_Quoted passage:_
##########

1. Distribution of Key Quality Control Metrics
Figure 1: These violin plots display the distribution of quality control metrics for each cell. Metrics include the number of genes detected, total transcript counts, and the percentage of mitochondrial transcripts.
A good-quality dataset would typically have a reasonable number of genes detected per cell and a moderate total transcript count. High mitochondrial transcript percentages can indicate low-quality, dying cells. Please Note: certain datasets do not have mitochondrial genes (MT-), thus figure for percentage of mitochondrial transcripts may be empty.
2. UMAP Visualization of Cells Colored by Sample
Figure 2: Sample level distribution of clustering pattern of cells with the help of UMAP embeddings.
If cells from the same sample cluster together distinctly from cells of other samples, it may indicate the presence of batch effects. Ideally, cells should be mixed and group based on their biological characteristics rather than their originating sample, indicating that the data is free of significant batch effects and the samples are comparable.
3. Stacked Barplot of Cell Types Distributed Across Samples
Figure 3: The bar plot showcases the distribution and abundance of different cell types within each sample. Each color in a bar represents a different cell type with the height of the color segment indicating the count of that cell type in the sample.
A uniform distribution of cell types across samples, may suggest that the sample preparation and preprocessing methods used were effective and there was minimal bias or variation in the processing steps. In some cases, if the experiment design ensures enrichment of a cell-type in a sample, then a non-uniform distribution is also valid.
4. Stacked Barplot of Clusters Distributed Across Samples
Figure 4: The bar plot showcases the distribution and abundance of different clusters within each sample. Each color in a bar represents a different cluster with the height of the color segment indicating the count of that cluster in the sample.
Generally, a uniform distribution of clusters across samples, suggests there was minimal bias or variation in the processing steps.

##########

_Data records:_
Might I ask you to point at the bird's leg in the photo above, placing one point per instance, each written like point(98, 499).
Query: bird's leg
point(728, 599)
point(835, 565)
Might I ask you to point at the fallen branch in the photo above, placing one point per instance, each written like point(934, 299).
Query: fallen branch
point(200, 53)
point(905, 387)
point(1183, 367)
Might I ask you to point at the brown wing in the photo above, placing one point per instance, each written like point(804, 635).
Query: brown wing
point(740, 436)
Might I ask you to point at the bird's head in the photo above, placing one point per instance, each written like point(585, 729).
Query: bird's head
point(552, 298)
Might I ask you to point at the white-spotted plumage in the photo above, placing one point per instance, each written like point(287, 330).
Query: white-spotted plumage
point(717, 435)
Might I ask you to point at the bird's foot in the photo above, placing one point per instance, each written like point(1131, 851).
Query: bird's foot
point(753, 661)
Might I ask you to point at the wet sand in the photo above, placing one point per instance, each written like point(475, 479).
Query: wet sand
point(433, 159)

##########

_Assigned task:_ In the quality control guide, what can high mitochondrial transcript percentages indicate?

_Task solution:_ Low-quality, dying cells.